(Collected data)
------------------------------------------------------------------------

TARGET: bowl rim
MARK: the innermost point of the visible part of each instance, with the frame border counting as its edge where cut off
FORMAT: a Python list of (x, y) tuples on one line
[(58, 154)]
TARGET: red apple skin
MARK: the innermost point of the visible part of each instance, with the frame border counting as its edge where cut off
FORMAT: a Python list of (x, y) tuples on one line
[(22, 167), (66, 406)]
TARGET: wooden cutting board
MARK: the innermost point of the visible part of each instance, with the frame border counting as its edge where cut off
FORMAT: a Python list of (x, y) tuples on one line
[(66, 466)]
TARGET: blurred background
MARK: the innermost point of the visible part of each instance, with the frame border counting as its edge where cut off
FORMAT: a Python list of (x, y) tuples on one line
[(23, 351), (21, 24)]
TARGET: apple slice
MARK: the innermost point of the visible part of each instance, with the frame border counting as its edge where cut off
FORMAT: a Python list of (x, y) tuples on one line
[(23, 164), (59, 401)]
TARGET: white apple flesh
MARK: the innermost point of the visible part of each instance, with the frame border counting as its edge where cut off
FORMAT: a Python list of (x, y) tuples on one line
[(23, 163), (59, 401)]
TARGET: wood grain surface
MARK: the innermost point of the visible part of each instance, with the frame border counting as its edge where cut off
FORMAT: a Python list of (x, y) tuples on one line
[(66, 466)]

------------------------------------------------------------------------

In full and exactly as written, reproduce the records above.

▶ [Solution]:
TARGET: bowl rim
MARK: the innermost point of the visible part of each instance, with the frame border counting as its edge where cut off
FORMAT: a Python list of (x, y) tuples on one line
[(58, 154)]
TARGET: red apple skin
MARK: the innermost point of the visible part of each instance, with the frame border counting as its edge where cut off
FORMAT: a Python list of (x, y) tuples on one line
[(22, 167), (66, 406)]
TARGET: wooden cutting board
MARK: the innermost point of the visible part of each instance, with the frame border counting as its edge where cut off
FORMAT: a Python list of (x, y) tuples on one line
[(66, 466)]
TARGET: blurred background
MARK: the innermost point of the visible part of each instance, with the frame border counting as its edge where cut off
FORMAT: a Python list of (x, y) tuples on one line
[(23, 351), (21, 24)]
TARGET: apple slice
MARK: the innermost point of the visible part of each instance, with the frame border counting as its edge where cut off
FORMAT: a Python list of (x, y) tuples on one line
[(23, 164), (59, 401)]
TARGET: white apple flesh
MARK: the innermost point of the visible part of each instance, with the frame border counting as its edge where cut off
FORMAT: a Python list of (x, y) tuples on one line
[(23, 163), (59, 401)]
TARGET: wood grain surface
MARK: the innermost point of the visible part of each instance, with the frame border counting as its edge where cut off
FORMAT: a Python list of (x, y) tuples on one line
[(66, 466)]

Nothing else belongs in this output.